REQUIREMENTS —
Copy out all of the entries below, replacing every "query" with "prompt" and leaving everything else as it is.

─── RECORDS TO PROCESS

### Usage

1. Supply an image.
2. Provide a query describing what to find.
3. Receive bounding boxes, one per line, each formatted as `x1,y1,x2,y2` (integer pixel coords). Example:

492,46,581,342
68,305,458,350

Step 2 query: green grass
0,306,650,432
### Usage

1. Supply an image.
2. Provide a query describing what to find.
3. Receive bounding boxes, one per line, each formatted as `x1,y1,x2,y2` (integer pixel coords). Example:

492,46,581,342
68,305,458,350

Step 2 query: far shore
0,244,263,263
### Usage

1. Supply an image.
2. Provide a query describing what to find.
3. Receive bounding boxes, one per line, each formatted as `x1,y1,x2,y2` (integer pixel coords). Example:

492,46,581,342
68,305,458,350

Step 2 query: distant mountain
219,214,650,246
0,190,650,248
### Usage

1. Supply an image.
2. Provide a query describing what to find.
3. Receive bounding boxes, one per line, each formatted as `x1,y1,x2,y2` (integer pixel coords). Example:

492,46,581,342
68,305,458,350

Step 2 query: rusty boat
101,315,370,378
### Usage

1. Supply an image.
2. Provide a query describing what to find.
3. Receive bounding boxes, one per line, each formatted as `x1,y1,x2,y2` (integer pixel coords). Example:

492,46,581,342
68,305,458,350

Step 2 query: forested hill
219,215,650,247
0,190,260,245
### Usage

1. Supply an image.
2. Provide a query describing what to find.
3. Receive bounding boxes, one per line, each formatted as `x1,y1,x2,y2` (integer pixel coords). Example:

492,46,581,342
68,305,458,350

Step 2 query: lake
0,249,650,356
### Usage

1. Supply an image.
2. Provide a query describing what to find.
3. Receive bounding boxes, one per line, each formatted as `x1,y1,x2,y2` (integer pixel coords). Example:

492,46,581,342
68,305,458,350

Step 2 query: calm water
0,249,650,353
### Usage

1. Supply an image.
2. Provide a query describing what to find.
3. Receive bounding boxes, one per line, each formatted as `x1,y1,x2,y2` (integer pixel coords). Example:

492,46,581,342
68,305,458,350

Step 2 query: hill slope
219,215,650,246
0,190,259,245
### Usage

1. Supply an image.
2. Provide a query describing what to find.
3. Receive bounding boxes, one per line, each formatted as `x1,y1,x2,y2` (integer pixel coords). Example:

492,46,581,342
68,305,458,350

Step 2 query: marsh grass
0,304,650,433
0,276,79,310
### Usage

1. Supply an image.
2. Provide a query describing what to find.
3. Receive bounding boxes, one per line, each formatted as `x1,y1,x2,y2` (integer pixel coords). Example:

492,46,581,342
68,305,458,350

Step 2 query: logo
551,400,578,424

──────

SOLUTION FOR THIS TASK —
### Usage

1. Supply an image.
2. Provide a prompt describing what to find.
3. Receive bounding boxes, one per line, each formatted as `x1,y1,x2,y2` (integer pixel coords). Example:

492,46,581,342
68,305,458,350

Step 2 prompt: green grass
0,306,650,432
### Usage

1. Supply an image.
2. Provide a prompt describing what to find.
3. Receive bounding boxes, one per line, each formatted as `x1,y1,x2,y2` (integer pixel coords). Example:

492,46,581,342
68,305,458,350

Step 2 prompt: far shore
0,244,263,263
### Usage

1. Supply an image.
2. Provide a prompt describing what to find.
3. Receive bounding boxes, one per line, each formatted as `x1,y1,x2,y2` (integer pixel coords). Example:

492,46,581,342
68,305,458,350

Step 2 prompt: distant mountain
219,214,650,246
0,190,650,248
### Usage

1. Supply an image.
2. Provide a prompt describing what to find.
3. Receive bounding boxes, one per line, each formatted as `x1,y1,x2,y2` (integer pixel coords). Example:

492,46,581,342
68,305,458,350

Step 2 prompt: rusty boat
101,315,370,378
### Usage

1. Supply an image.
2. Provide a prompt describing what to find.
3. Receive bounding boxes, one per line, each formatted as `x1,y1,x2,y2` (integer pixel coords). Example:

492,46,581,342
68,305,458,350

Step 2 prompt: forested hill
219,215,650,247
0,190,260,245
### Usage

1. Supply an image.
2. Provide a prompt describing what to find.
3. Receive bounding boxes, one per line, each formatted as `x1,y1,x2,y2` (integer pixel coords). Example:

492,46,581,342
68,305,458,350

Step 2 prompt: lake
0,249,650,356
### Usage

1. Supply an image.
2. Provide a prompt describing what to find.
3. Receive bounding boxes, one per line, each formatted as `x1,y1,x2,y2` (integer pixel coords). Example:

492,46,581,342
68,305,458,350

Step 2 prompt: calm water
0,249,650,353
### Usage

1. Supply an image.
2. Provide a prompt describing what to find.
3. Receive bounding boxes, one per line, each formatted as `x1,y1,x2,y2` (integer pixel coords). Example:

492,46,581,342
68,305,458,350

Step 2 prompt: hill slope
219,215,650,246
0,190,259,245
### Usage

1. Supply an image.
2. Provide a prompt describing what to find.
3. Receive bounding boxes, one per line, each formatted as `x1,y1,x2,y2` (integer pixel coords). Example:

492,46,581,342
68,305,458,350

Step 2 prompt: marsh grass
0,304,650,433
0,276,79,310
### Usage

1. Supply an image.
2. Provide a prompt describing what to find.
3. Receive bounding boxes, one per line, each formatted as `x1,y1,x2,y2` (integer pixel coords). Example:

492,46,581,342
68,305,458,350

Step 2 prompt: logo
551,400,578,424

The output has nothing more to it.